** BEGIN TEXT SHOWN **

# It's Official......next round: Magic vs. Piston's



## Blue (Jun 21, 2007)

Okay, Pistons finally beat the 'sixers.......Magic should be ready for a battle tho. Detroit finally woke up so if we want to win this series we need to bring our "A" game and play good D or else it could get ugly......On the bright side tho, if we get hot from the perimeter we can definately take them out of what they do so it can go either way.....And even tho they have more depth, the pace that detroit plays at I think will ultimately work to our benifit..... As long as we keep these games close going down the strecth we will always have a chance to win becuz of our shooters..... we also have proven throughout the year that we can win in close games so they dont scare me as much when i look at it like that. Being optimistic, I think this series will go to 7 games, and from there it can go either way so I will say Magic in 7.

** END TEXT SHOWN **
** BEGIN RECORDED DATA **

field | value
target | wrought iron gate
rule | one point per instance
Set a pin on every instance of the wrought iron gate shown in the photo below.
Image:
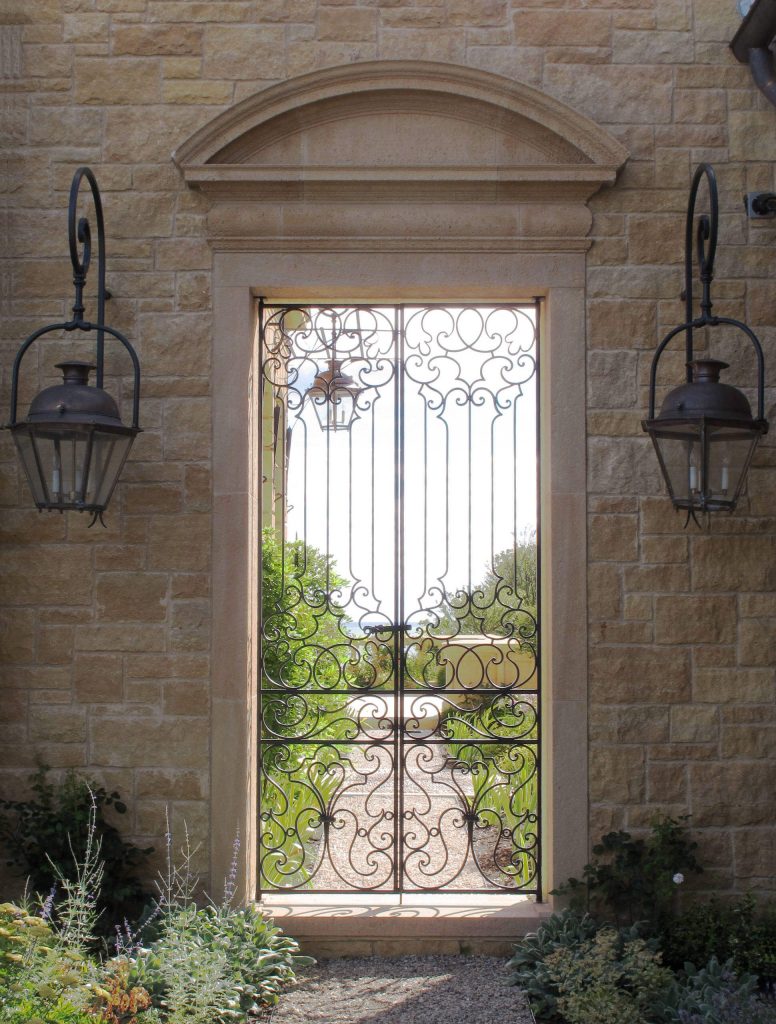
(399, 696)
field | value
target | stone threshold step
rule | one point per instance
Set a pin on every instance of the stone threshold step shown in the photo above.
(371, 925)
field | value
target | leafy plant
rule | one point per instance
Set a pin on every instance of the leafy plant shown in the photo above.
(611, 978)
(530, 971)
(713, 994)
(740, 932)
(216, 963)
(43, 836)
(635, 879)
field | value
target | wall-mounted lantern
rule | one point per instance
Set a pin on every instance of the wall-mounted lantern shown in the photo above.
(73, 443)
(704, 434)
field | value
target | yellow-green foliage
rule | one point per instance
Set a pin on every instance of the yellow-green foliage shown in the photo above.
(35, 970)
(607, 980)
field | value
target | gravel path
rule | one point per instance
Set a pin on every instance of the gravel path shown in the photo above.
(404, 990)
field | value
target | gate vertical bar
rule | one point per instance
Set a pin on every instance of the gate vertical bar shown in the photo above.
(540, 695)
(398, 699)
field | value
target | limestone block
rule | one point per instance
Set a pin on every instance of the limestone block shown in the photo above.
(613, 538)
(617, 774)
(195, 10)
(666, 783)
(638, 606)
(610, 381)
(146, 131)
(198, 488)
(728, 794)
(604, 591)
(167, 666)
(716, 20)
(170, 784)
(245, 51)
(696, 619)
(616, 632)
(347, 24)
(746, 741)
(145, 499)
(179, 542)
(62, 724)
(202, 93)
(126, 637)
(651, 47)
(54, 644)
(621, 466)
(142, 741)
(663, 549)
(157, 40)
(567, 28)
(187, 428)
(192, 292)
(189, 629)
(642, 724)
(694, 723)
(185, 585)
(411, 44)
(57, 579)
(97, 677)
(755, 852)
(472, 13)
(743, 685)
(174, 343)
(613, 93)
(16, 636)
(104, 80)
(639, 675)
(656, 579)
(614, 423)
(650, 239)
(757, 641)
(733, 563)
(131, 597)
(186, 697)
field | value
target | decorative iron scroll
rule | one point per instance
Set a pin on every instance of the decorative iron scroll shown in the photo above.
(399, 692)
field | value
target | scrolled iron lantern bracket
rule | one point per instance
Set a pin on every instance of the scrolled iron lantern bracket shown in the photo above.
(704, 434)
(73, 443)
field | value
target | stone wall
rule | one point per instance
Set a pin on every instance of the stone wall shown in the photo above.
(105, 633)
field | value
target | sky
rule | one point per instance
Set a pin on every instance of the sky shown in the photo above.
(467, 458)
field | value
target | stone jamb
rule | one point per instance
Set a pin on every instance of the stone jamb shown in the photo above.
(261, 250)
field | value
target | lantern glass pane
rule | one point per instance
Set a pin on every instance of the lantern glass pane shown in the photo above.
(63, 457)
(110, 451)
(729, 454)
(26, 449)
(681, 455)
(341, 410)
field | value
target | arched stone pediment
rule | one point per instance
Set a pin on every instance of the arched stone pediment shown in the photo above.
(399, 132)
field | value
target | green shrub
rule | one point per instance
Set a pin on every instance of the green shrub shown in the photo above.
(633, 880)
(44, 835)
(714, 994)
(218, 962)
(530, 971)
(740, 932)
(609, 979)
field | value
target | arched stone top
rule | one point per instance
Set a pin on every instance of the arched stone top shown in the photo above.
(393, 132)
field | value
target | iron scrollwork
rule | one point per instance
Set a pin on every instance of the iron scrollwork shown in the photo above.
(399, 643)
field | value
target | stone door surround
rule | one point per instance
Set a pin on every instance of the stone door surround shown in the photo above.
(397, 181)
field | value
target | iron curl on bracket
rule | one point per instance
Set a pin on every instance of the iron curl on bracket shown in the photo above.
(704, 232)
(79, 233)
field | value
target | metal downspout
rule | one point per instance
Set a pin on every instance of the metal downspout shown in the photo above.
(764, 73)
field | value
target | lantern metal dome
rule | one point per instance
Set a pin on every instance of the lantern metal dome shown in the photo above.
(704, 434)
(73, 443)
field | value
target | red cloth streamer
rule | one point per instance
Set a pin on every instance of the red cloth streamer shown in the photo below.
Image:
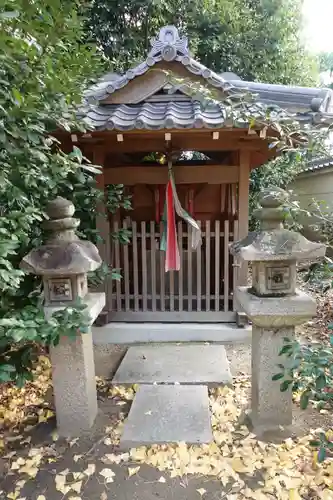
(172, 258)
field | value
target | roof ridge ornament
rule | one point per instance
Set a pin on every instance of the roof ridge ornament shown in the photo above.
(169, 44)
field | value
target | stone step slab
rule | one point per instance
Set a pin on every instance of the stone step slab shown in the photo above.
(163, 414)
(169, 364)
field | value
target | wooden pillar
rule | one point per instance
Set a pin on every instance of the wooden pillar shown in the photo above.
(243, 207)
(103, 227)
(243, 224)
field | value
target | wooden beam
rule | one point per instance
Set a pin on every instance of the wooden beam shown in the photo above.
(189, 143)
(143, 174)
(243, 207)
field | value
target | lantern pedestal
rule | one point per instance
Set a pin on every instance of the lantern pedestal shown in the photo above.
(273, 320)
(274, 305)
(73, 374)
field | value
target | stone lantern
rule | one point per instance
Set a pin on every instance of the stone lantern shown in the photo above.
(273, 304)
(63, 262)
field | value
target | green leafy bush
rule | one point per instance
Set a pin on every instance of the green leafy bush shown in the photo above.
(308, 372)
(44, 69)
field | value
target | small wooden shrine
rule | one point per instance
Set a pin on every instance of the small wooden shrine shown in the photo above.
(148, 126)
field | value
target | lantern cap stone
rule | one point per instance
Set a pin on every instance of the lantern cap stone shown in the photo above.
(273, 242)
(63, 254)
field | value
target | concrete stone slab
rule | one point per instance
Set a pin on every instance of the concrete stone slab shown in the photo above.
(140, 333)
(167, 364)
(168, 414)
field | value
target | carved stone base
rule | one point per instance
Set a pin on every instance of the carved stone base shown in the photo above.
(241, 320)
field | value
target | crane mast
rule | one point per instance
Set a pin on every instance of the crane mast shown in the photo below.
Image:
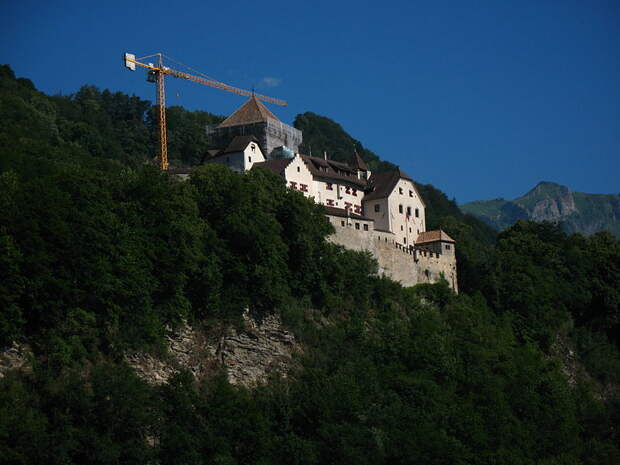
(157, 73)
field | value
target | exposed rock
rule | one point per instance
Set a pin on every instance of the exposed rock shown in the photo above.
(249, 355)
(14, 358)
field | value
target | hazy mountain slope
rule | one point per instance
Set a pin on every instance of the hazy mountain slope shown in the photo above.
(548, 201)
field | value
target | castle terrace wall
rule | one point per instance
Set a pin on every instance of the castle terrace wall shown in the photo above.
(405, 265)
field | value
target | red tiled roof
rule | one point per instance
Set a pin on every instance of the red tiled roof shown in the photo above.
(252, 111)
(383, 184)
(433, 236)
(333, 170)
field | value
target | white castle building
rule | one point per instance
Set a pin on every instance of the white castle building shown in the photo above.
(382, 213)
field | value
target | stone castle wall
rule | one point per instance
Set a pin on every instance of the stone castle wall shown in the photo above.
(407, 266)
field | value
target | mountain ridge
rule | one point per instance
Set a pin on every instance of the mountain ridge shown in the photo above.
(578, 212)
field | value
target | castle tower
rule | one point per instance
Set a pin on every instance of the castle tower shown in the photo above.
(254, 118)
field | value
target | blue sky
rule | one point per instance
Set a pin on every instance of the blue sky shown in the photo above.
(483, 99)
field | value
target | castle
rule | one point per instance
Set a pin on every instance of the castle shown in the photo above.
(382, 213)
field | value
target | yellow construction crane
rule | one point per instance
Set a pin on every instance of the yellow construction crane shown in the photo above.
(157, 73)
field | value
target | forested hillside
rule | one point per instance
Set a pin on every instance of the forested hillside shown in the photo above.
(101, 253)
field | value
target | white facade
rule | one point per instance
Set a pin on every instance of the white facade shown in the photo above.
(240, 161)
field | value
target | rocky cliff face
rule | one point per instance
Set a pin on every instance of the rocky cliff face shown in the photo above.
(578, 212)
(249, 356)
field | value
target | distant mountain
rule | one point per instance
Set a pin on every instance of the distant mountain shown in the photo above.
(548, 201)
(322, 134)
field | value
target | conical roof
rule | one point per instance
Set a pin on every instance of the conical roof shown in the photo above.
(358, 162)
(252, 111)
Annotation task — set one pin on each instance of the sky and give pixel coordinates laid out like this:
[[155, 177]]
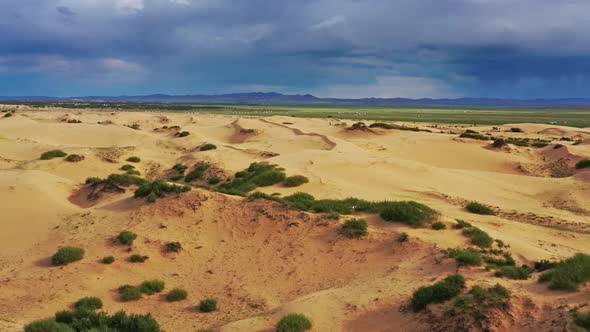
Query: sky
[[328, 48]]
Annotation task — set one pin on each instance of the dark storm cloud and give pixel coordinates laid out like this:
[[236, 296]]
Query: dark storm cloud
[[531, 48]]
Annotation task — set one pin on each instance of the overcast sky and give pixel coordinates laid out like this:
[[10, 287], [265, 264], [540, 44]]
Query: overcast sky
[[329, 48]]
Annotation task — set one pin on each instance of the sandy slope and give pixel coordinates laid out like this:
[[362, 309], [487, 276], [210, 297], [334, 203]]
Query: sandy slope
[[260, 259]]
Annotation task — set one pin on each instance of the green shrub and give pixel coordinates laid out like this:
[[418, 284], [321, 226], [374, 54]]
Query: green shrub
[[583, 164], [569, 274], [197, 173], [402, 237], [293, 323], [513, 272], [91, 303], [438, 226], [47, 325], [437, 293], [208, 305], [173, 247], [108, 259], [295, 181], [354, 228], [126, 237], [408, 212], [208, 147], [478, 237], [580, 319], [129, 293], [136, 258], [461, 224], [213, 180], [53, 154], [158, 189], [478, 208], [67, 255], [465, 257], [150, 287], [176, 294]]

** END RECORDED DATA **

Repeat the forum post about the Magic vs. Pistons series in full, word for word.

# It's Official......next round: Magic vs. Piston's



## Blue (Jun 21, 2007)

Okay, Pistons finally beat the 'sixers.......Magic should be ready for a battle tho. Detroit finally woke up so if we want to win this series we need to bring our "A" game and play good D or else it could get ugly......On the bright side tho, if we get hot from the perimeter we can definately take them out of what they do so it can go either way.....And even tho they have more depth, the pace that detroit plays at I think will ultimately work to our benifit..... As long as we keep these games close going down the strecth we will always have a chance to win becuz of our shooters..... we also have proven throughout the year that we can win in close games so they dont scare me as much when i look at it like that. Being optimistic, I think this series will go to 7 games, and from there it can go either way so I will say Magic in 7.